start

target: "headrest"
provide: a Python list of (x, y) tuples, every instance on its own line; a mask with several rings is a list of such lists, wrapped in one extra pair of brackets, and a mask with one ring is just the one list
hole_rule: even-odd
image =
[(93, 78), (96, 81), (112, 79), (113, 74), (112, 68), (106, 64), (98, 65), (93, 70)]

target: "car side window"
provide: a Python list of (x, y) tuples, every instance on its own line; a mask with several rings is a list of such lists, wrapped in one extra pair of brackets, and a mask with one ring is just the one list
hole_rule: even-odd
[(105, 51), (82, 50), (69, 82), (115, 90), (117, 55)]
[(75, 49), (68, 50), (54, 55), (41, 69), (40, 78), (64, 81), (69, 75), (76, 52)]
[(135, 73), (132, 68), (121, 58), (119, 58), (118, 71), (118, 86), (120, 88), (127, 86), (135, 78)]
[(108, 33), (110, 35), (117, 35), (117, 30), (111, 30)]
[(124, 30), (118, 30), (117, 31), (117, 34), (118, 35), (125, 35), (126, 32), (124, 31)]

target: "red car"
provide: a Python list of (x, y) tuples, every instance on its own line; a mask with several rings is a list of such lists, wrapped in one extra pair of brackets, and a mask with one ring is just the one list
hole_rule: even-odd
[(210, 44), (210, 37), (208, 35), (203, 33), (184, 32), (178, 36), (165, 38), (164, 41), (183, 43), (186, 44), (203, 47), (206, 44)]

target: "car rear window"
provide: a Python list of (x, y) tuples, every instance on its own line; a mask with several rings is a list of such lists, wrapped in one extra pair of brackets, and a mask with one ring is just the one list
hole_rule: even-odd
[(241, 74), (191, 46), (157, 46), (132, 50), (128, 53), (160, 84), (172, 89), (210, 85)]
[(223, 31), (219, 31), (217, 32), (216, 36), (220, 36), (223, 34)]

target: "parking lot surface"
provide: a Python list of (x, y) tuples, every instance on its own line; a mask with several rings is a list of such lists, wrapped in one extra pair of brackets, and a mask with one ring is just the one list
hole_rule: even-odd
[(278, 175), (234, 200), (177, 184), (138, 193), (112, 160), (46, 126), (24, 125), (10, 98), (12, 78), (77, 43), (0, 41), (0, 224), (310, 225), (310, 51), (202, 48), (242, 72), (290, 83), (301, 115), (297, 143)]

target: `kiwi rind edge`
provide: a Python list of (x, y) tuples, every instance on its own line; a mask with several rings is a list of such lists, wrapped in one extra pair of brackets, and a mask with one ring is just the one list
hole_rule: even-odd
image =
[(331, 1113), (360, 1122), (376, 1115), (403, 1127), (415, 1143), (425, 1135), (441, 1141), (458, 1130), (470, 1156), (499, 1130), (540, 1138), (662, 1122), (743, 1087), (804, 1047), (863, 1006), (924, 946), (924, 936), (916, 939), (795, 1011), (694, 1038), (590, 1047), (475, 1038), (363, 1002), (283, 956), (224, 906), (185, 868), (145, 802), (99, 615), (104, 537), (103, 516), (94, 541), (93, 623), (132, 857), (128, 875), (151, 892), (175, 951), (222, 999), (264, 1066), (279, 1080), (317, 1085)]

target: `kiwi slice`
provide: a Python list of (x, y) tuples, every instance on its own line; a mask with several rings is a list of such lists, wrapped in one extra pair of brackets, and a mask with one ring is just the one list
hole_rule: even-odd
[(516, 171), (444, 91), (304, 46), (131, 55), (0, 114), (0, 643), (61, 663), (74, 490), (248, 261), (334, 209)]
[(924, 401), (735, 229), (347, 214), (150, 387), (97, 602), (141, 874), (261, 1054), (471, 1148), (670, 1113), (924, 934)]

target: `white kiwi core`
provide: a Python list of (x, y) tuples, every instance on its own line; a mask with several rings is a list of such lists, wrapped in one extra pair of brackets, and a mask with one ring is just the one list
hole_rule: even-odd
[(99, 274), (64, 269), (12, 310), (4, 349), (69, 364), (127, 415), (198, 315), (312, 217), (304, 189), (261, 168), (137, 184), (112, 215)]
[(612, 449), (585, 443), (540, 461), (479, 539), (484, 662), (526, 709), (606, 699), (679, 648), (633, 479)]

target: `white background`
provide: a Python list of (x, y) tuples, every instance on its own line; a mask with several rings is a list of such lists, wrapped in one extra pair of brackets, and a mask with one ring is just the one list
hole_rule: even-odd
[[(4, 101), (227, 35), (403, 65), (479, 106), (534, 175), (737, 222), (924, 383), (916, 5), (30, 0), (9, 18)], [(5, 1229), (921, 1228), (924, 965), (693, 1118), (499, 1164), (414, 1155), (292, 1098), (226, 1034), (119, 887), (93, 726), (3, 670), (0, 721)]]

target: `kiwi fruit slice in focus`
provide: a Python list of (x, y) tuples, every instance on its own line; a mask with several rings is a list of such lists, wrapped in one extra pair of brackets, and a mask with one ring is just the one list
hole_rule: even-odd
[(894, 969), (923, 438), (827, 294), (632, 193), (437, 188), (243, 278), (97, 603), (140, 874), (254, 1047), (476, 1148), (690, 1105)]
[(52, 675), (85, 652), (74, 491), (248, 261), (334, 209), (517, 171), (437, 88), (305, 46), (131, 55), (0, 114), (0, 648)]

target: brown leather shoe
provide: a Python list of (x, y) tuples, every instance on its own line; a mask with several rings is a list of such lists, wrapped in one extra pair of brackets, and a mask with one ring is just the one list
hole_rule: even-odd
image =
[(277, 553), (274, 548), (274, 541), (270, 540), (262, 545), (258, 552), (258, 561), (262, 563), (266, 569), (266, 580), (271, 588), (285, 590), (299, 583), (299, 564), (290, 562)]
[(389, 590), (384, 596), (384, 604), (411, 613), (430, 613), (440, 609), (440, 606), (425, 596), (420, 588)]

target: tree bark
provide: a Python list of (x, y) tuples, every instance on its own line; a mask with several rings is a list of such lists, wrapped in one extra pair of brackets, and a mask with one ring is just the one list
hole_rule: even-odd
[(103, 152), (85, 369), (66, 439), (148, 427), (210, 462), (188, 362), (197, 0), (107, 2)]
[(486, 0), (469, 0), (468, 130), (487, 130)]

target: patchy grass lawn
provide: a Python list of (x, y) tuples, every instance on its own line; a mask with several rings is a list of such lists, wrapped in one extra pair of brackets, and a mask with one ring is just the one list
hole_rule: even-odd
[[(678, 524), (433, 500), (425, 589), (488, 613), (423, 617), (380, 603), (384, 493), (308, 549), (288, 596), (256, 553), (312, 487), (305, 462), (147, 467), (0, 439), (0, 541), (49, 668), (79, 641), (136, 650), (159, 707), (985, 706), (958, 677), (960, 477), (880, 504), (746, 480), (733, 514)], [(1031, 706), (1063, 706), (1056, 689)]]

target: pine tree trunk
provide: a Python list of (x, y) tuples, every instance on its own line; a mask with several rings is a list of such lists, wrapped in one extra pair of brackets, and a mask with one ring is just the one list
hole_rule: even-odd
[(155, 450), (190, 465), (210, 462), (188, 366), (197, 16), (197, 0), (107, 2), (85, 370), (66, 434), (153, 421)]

end

### WRITTEN REQUEST:
Reproduce all of the material above verbatim, line for line, without altering any character.

### FULL SOLUTION:
target: "headrest"
provide: a Python list of (x, y) tuples, every instance on its own line; a mask with several rings is a list of such lists, wrapped in one extra pair of brackets, and a mask with one ring is just the one list
hole_rule: even-odd
image =
[(93, 78), (96, 81), (112, 79), (113, 74), (112, 68), (106, 64), (98, 65), (93, 70)]

target: "car side window"
provide: a Python list of (x, y) tuples, every instance on its own line; a mask with several rings is a list of such lists, wrapped in one extra pair of brackets, and a mask with one ring is just the one list
hole_rule: even-odd
[(105, 51), (82, 50), (69, 82), (115, 90), (117, 55)]
[(75, 49), (68, 50), (54, 55), (41, 69), (40, 78), (64, 81), (69, 75), (76, 52)]
[(135, 73), (132, 68), (121, 58), (119, 58), (118, 71), (118, 86), (120, 88), (127, 86), (135, 78)]
[(108, 33), (110, 35), (117, 35), (117, 30), (111, 30)]
[(124, 30), (118, 30), (117, 31), (117, 34), (118, 35), (125, 35), (126, 32), (124, 31)]

target: "red car"
provide: a Python list of (x, y) tuples, every instance on its own line; a mask with several rings is a list of such lists, wrapped in one extra pair of brackets, and a mask with one ring is just the one list
hole_rule: even-odd
[(210, 44), (210, 37), (208, 35), (203, 33), (184, 32), (178, 36), (165, 38), (164, 41), (183, 43), (186, 44), (203, 47), (206, 44)]

target: "car rear window"
provide: a Python list of (x, y) tuples, every instance on its own line; a mask with several rings is a list of such lists, wrapped in one extra pair of brackets, and a mask with one ring is just the one list
hole_rule: even-odd
[(241, 74), (191, 46), (157, 46), (132, 50), (128, 53), (160, 84), (172, 89), (210, 85)]
[(223, 31), (219, 31), (217, 32), (216, 36), (220, 36), (223, 34)]

target: "parking lot surface"
provide: a Python list of (x, y) tuples, every instance on its own line; a mask with several rings is a list of such lists, wrapped in one extra pair of brackets, and a mask with one ring is just the one list
hole_rule: even-odd
[(278, 175), (234, 200), (177, 184), (138, 193), (112, 160), (46, 126), (24, 125), (10, 98), (12, 78), (77, 43), (0, 41), (0, 224), (310, 225), (310, 51), (202, 48), (242, 72), (290, 83), (301, 115), (297, 143)]

target: `kiwi rind edge`
provide: a Python list of (x, y) tuples, every instance on its own line; a mask with several rings is a list of such lists, wrapped in one extra pair of brackets, and a mask with one ring is just the one list
hole_rule: even-odd
image =
[(331, 1113), (360, 1122), (376, 1115), (403, 1127), (415, 1143), (425, 1135), (441, 1141), (458, 1130), (470, 1156), (499, 1130), (540, 1138), (662, 1122), (743, 1087), (804, 1047), (863, 1006), (924, 946), (924, 936), (916, 939), (795, 1011), (694, 1038), (590, 1047), (475, 1038), (363, 1002), (283, 956), (224, 906), (185, 868), (145, 802), (99, 615), (104, 537), (103, 516), (94, 541), (93, 623), (132, 857), (128, 875), (151, 892), (175, 951), (222, 999), (264, 1066), (279, 1080), (317, 1085)]

target: `kiwi slice`
provide: a Python list of (x, y) tuples, every instance on its own line; a mask with several rings is a list of such lists, wrapped in one extra pair of brackets, and a mask with one ring is just the one list
hole_rule: even-odd
[(516, 171), (444, 91), (304, 46), (131, 55), (0, 114), (0, 643), (61, 663), (74, 490), (248, 261), (334, 209)]
[(924, 401), (735, 229), (347, 214), (150, 387), (97, 602), (141, 874), (261, 1054), (471, 1148), (670, 1113), (924, 934)]

target: `white kiwi core`
provide: a Python list of (x, y) tuples, every instance on its own line; a mask with several rings is a list of such lists, wrapped in one extra pair of brackets, and a mask with one ring is just the one list
hole_rule: even-odd
[(99, 274), (64, 269), (12, 310), (4, 349), (69, 364), (127, 415), (198, 315), (312, 217), (304, 189), (261, 168), (137, 184), (112, 215)]
[(612, 449), (585, 443), (540, 461), (479, 539), (484, 662), (526, 709), (606, 699), (679, 648), (633, 479)]

target: `white background`
provide: a Python list of (x, y) tuples, every instance on its own line; a mask with several rings is a list of such lists, wrapped in one extra pair of brackets, and a mask with one ring is just the one list
hole_rule: even-odd
[[(4, 101), (227, 35), (403, 65), (479, 106), (534, 175), (737, 222), (924, 383), (916, 5), (30, 0), (9, 18)], [(5, 1229), (921, 1228), (924, 965), (693, 1118), (499, 1164), (414, 1155), (292, 1098), (226, 1034), (119, 887), (93, 726), (3, 670), (0, 721)]]

target: `kiwi fruit slice in focus`
provide: a Python list of (x, y) tuples, every instance on its own line; a mask with several rings is a list of such lists, wrapped in one extra pair of brackets, and a mask with one ring is just the one list
hole_rule: even-odd
[(894, 969), (923, 438), (827, 294), (632, 193), (437, 188), (243, 278), (97, 603), (140, 874), (254, 1047), (476, 1148), (690, 1105)]
[(52, 675), (85, 652), (74, 491), (248, 261), (334, 209), (517, 171), (437, 88), (305, 46), (131, 55), (0, 114), (0, 648)]

target: brown leather shoe
provide: a Python list of (x, y) tuples, every instance on its own line; a mask with several rings is a list of such lists, wrapped in one extra pair of brackets, and a mask with one ring is just the one list
hole_rule: even-odd
image =
[(277, 553), (274, 548), (274, 541), (270, 540), (262, 545), (258, 552), (258, 561), (262, 563), (266, 569), (266, 580), (271, 588), (285, 590), (299, 583), (299, 564), (290, 562)]
[(389, 590), (384, 596), (384, 604), (411, 613), (430, 613), (440, 609), (440, 606), (425, 596), (420, 588)]

target: tree bark
provide: a Python list of (x, y) tuples, every instance on its own line; a mask with several rings is a list of such lists, wrapped in one extra pair of brackets, and a mask with one ring is just the one list
hole_rule: even-odd
[(103, 152), (85, 369), (66, 439), (148, 427), (210, 462), (188, 362), (197, 0), (107, 2)]
[(486, 0), (469, 0), (468, 130), (487, 130)]

target: patchy grass lawn
provide: a Python list of (x, y) tuples, every instance on its own line; a mask with several rings is a list of such lists, wrapped in one extra pair of brackets, and a mask with one ring is just the one list
hole_rule: even-odd
[[(678, 524), (433, 500), (425, 589), (488, 613), (423, 617), (380, 603), (384, 493), (308, 549), (288, 596), (256, 553), (312, 487), (305, 462), (147, 467), (0, 439), (0, 541), (49, 668), (79, 641), (136, 650), (159, 707), (985, 706), (958, 677), (960, 477), (880, 504), (746, 480), (733, 514)], [(1031, 706), (1063, 706), (1056, 689)]]

target: pine tree trunk
provide: a Python list of (x, y) tuples, every instance on its own line; a mask with several rings is a list of such lists, wrapped in one extra pair of brackets, and a mask with one ring is just the one list
hole_rule: even-odd
[(155, 450), (190, 465), (210, 462), (188, 366), (197, 16), (197, 0), (107, 2), (85, 370), (66, 434), (153, 421)]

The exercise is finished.